* Istruzioni da seguire: Cita dal brano sul caso senegalese tutto il testo che va da "Fa il punto" fino a "Africa e Sudamerica.".

* Brano dell'esercizio:

Fa il punto sul caso senegalese lo studio “Come si accaparra la terra” dell’Ong italiana Re:Common. La società Senhuile viene fondata a Dakar nel 2011 per sfruttare gli incentivi (200 miliardi di euro per il 2013-2032) che l’Italia ha stanziato per produrre energie rinnovabili da biomasse, biogas e bioliquidi. Si tratta di un’alleanza tra l’italiano Tampieri Financial Group (51%) e la senegalese Senethanol (49%); quest’ultima è a sua volta costituita dall’imprenditore senegalese Gora Seck (25%), legato all’ex presidente Abdoulaye Wade e all’influente confraternita islamica Tidjane, insieme all’Abe International (67%), una società anonima registrata a New York con sede a Panama, guidata da Benjamin Dummai, esperto israelo-brasiliano di agribusiness in Africa e Sudamerica.

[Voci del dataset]
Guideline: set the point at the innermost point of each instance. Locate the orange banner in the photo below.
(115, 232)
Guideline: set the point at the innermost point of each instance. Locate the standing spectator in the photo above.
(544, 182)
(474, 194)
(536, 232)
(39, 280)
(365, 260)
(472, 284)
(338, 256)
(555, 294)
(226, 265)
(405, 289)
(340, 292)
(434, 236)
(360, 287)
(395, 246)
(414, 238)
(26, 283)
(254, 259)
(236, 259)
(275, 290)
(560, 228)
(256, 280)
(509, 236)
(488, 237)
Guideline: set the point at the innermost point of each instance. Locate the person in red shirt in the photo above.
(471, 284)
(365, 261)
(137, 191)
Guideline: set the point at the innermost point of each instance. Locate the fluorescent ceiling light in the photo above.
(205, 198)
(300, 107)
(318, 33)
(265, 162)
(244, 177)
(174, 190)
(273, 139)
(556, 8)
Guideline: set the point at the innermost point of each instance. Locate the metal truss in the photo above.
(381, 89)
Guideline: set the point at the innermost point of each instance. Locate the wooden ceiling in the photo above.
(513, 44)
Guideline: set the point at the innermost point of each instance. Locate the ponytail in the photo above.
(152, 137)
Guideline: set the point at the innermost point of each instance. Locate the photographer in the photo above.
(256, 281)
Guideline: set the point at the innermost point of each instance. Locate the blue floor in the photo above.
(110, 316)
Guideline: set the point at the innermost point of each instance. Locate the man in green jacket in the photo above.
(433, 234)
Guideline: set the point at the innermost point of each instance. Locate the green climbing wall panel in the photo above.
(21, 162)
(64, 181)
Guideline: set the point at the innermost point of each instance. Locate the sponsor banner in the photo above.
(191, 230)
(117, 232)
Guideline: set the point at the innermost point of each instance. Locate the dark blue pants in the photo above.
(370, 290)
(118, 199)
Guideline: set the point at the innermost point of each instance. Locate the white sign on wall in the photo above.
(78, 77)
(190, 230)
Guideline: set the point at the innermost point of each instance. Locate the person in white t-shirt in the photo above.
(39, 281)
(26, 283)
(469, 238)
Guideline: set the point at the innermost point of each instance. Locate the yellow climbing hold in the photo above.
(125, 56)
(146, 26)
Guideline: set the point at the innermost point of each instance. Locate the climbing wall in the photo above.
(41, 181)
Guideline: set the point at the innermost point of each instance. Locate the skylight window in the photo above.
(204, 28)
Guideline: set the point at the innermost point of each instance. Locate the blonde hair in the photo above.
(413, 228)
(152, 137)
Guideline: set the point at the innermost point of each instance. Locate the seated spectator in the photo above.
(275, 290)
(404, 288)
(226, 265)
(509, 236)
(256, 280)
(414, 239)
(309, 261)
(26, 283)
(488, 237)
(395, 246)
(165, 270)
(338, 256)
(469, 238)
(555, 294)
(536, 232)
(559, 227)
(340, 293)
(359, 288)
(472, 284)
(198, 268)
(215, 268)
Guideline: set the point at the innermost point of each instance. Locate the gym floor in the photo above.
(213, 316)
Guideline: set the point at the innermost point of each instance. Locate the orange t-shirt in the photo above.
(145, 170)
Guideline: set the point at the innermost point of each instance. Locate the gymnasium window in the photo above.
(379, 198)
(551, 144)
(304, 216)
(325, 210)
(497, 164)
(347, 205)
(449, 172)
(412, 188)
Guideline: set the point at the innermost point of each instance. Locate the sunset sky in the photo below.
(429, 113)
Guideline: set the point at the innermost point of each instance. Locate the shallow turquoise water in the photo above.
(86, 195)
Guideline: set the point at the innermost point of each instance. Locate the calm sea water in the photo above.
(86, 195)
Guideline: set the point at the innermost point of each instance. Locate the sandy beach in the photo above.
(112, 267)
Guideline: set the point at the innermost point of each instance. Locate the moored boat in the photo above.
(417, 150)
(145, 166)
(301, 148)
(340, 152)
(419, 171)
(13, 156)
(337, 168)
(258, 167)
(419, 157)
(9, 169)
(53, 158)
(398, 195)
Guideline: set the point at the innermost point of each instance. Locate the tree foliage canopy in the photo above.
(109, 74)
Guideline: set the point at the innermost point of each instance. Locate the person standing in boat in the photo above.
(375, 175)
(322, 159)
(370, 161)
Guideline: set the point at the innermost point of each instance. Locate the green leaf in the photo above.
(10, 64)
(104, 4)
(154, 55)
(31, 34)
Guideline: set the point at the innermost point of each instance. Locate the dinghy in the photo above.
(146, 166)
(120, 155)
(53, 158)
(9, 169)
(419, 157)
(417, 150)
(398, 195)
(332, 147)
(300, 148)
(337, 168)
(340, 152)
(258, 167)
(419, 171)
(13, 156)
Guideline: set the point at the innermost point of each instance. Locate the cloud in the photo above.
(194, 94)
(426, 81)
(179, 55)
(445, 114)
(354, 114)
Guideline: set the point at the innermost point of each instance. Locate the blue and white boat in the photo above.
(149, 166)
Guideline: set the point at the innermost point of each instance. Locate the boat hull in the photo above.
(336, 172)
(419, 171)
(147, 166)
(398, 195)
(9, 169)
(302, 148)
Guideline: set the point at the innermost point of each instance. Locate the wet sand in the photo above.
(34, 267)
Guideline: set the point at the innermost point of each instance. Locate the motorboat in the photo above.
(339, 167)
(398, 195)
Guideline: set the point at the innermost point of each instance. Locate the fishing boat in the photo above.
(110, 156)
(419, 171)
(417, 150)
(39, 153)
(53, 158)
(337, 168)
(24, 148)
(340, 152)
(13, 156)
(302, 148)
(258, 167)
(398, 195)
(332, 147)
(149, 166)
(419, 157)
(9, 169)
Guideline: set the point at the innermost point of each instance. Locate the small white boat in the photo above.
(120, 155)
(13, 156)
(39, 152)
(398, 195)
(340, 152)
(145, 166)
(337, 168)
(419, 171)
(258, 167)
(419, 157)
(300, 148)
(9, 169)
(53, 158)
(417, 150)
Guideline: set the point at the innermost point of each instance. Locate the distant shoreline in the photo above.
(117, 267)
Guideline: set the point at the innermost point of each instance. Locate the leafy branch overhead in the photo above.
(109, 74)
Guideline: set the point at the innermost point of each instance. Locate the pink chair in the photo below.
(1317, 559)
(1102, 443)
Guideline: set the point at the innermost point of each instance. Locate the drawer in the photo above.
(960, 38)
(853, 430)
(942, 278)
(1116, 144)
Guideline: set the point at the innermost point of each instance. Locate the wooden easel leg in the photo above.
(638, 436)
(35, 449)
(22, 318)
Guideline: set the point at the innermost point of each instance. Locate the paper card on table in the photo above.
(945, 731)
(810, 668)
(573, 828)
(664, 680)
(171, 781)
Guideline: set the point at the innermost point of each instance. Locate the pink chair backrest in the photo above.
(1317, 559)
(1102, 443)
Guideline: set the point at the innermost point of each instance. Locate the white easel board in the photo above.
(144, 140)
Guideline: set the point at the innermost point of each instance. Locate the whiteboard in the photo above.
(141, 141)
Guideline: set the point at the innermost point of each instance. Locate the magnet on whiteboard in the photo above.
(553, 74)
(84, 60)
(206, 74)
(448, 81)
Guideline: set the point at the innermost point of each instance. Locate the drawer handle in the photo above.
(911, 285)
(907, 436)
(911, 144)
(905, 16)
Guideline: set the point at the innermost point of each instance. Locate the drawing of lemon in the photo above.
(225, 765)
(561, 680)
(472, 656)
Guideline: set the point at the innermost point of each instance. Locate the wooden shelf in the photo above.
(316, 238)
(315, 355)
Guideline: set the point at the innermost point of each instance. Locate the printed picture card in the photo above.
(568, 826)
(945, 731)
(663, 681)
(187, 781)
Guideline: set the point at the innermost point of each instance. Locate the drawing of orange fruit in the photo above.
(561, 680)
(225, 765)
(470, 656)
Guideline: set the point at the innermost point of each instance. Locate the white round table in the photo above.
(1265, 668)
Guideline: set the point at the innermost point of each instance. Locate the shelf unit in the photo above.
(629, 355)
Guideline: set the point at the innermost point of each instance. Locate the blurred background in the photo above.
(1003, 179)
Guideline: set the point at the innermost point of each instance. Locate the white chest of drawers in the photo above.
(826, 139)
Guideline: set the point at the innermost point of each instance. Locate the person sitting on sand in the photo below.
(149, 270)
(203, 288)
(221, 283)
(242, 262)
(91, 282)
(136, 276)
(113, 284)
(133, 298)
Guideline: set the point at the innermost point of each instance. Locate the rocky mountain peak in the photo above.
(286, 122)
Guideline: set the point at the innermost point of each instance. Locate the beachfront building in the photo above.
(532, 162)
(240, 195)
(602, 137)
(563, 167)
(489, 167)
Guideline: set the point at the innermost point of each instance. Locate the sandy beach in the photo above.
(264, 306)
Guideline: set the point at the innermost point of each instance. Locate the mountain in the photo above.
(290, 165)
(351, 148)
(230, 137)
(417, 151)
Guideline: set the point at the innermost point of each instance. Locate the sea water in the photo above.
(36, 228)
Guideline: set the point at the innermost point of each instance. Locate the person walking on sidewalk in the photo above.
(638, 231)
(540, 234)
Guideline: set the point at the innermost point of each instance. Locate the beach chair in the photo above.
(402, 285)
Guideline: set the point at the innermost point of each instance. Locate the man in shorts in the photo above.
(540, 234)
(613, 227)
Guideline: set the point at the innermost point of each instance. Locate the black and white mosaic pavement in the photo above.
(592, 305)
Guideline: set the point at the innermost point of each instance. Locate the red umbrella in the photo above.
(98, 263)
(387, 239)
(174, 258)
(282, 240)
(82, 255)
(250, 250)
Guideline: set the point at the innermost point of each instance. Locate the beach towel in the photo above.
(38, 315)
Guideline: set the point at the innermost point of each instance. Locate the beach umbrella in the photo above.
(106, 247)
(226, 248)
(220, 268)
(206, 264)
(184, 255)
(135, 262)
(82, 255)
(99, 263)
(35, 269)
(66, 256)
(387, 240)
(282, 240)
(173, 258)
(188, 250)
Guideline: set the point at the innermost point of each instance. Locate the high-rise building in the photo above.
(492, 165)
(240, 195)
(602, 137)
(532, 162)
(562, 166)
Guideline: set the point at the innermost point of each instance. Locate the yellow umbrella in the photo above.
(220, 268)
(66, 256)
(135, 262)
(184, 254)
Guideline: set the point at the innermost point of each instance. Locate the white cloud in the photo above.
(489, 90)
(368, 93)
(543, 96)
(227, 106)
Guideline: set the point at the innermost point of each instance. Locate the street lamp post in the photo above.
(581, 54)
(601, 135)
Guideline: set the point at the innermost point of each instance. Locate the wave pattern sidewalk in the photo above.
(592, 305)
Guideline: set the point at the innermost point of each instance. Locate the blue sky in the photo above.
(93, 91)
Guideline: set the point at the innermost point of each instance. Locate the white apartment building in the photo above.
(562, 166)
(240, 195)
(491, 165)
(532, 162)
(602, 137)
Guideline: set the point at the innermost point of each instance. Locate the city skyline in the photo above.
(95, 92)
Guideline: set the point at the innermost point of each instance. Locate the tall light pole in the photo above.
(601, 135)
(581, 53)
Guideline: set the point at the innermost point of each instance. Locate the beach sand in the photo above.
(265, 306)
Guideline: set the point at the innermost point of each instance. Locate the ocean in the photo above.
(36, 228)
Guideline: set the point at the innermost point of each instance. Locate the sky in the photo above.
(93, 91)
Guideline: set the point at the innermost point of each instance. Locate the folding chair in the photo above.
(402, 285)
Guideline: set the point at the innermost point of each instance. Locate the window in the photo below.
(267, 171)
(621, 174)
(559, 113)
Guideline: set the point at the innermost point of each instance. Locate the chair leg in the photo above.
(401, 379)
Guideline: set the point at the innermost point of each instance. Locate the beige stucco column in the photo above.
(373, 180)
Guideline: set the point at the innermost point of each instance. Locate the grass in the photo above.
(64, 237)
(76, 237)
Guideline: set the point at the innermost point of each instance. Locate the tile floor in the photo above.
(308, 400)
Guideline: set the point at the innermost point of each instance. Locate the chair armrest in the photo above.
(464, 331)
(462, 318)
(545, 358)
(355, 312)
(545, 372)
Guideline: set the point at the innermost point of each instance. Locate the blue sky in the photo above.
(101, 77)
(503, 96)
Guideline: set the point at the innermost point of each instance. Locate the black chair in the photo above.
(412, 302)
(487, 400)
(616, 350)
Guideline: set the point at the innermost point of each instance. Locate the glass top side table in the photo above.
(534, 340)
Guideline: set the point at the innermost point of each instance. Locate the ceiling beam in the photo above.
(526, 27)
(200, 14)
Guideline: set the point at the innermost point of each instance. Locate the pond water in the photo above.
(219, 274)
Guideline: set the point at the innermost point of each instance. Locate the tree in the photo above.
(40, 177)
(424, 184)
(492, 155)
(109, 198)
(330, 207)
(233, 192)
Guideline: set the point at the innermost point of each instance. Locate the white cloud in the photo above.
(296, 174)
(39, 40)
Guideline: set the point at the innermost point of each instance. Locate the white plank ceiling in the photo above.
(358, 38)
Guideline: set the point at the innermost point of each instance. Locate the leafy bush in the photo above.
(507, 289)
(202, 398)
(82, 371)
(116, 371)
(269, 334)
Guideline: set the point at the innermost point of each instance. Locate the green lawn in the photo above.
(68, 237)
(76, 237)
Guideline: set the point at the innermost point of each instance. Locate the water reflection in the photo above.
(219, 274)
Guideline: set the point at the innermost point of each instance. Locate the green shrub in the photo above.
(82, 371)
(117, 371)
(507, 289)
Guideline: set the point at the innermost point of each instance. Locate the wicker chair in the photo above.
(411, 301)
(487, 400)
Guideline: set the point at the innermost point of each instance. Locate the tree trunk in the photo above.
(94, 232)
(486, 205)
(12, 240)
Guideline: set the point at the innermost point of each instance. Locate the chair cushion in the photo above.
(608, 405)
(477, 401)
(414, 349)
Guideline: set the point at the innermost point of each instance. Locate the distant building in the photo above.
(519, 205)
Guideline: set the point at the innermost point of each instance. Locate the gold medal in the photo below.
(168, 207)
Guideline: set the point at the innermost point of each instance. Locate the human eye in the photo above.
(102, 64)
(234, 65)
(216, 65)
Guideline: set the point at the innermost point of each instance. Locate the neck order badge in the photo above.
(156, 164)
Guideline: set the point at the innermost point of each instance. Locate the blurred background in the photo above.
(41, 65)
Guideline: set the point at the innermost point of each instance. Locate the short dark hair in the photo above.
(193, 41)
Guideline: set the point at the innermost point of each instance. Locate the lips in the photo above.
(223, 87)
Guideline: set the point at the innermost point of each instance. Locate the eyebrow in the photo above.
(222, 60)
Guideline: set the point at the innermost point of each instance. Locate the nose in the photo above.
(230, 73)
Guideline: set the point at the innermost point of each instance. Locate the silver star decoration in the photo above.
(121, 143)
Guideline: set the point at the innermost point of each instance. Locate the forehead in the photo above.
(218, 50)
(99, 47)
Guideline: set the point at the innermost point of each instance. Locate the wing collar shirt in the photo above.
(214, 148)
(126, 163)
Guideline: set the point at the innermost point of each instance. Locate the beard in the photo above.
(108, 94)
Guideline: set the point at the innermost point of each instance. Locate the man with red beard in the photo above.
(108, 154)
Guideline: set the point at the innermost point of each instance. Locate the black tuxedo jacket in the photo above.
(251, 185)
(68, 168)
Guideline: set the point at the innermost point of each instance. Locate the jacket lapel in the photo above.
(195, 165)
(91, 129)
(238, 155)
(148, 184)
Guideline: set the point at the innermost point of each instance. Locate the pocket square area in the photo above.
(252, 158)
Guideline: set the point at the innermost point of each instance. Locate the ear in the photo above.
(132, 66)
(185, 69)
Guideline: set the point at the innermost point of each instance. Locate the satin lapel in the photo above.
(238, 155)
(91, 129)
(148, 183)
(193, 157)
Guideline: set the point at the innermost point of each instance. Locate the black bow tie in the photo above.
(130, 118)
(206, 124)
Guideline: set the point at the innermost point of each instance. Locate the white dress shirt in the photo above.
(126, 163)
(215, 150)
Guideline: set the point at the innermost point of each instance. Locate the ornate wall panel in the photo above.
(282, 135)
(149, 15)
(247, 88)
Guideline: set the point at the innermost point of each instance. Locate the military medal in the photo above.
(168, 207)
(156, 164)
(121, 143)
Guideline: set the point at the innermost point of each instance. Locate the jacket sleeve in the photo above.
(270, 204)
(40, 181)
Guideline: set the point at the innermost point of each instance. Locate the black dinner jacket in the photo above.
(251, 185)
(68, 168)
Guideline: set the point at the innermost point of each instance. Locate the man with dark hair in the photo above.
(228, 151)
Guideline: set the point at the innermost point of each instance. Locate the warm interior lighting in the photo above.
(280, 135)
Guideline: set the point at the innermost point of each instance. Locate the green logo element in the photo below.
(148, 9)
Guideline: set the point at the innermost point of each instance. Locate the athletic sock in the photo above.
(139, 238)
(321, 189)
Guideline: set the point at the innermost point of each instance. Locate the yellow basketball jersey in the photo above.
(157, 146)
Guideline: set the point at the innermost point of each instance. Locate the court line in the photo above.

* Risposta al compito:
Fa il punto sul caso senegalese lo studio “Come si accaparra la terra” dell’Ong italiana Re:Common. La società Senhuile viene fondata a Dakar nel 2011 per sfruttare gli incentivi (200 miliardi di euro per il 2013-2032) che l’Italia ha stanziato per produrre energie rinnovabili da biomasse, biogas e bioliquidi. Si tratta di un’alleanza tra l’italiano Tampieri Financial Group (51%) e la senegalese Senethanol (49%); quest’ultima è a sua volta costituita dall’imprenditore senegalese Gora Seck (25%), legato all’ex presidente Abdoulaye Wade e all’influente confraternita islamica Tidjane, insieme all’Abe International (67%), una società anonima registrata a New York con sede a Panama, guidata da Benjamin Dummai, esperto israelo-brasiliano di agribusiness in Africa e Sudamerica.